■ **ACTIVITY**
If a line in the material below holds the string "green", tally it, then give the tally alone.

■ **SOURCE DATA**
[Start of section]

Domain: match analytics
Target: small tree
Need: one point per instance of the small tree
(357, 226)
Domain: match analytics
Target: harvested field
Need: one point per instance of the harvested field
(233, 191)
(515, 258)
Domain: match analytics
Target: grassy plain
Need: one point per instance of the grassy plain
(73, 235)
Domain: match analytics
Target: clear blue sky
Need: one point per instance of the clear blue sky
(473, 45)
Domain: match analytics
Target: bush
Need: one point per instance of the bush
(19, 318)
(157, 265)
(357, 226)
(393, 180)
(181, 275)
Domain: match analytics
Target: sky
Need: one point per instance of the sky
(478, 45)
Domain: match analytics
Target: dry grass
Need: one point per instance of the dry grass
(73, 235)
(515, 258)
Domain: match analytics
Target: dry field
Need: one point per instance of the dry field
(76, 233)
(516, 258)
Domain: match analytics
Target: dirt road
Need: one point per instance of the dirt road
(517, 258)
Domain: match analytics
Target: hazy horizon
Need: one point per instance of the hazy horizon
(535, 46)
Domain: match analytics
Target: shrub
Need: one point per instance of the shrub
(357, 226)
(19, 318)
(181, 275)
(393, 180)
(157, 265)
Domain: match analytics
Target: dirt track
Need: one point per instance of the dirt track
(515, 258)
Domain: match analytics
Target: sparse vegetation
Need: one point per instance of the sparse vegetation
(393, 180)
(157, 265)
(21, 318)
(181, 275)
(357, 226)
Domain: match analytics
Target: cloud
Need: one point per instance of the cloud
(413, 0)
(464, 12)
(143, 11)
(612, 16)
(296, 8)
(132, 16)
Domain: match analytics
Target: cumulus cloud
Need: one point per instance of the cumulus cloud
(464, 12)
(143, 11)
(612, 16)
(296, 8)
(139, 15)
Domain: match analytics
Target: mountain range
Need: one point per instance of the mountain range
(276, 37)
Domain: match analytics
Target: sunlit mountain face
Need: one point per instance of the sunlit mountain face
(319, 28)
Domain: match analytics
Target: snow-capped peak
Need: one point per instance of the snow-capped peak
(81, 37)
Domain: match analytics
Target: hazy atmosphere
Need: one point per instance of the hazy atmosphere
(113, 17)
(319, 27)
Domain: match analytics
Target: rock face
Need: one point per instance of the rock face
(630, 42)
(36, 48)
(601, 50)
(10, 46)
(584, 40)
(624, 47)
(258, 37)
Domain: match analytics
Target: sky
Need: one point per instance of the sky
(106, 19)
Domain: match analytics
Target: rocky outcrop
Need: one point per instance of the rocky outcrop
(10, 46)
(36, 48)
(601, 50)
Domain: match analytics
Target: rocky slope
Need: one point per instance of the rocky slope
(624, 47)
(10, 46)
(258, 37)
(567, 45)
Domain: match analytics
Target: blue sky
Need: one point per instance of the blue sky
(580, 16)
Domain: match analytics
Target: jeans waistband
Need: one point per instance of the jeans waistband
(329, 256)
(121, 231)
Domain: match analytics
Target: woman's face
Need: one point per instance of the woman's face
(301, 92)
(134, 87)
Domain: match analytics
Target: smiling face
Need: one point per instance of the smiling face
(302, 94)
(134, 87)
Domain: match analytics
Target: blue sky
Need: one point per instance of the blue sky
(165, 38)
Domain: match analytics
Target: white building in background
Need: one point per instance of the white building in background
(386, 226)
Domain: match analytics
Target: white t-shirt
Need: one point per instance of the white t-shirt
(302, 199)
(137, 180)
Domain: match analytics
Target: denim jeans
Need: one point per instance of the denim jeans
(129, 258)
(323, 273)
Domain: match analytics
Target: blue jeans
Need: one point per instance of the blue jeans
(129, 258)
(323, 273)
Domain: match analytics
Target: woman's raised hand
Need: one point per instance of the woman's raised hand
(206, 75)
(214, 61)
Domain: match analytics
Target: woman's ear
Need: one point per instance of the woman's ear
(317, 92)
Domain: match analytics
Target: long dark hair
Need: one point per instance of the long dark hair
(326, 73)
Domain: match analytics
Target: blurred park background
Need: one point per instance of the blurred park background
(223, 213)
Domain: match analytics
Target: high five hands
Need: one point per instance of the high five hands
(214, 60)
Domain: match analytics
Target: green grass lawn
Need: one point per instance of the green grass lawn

[End of section]

■ **ANSWER BOX**
2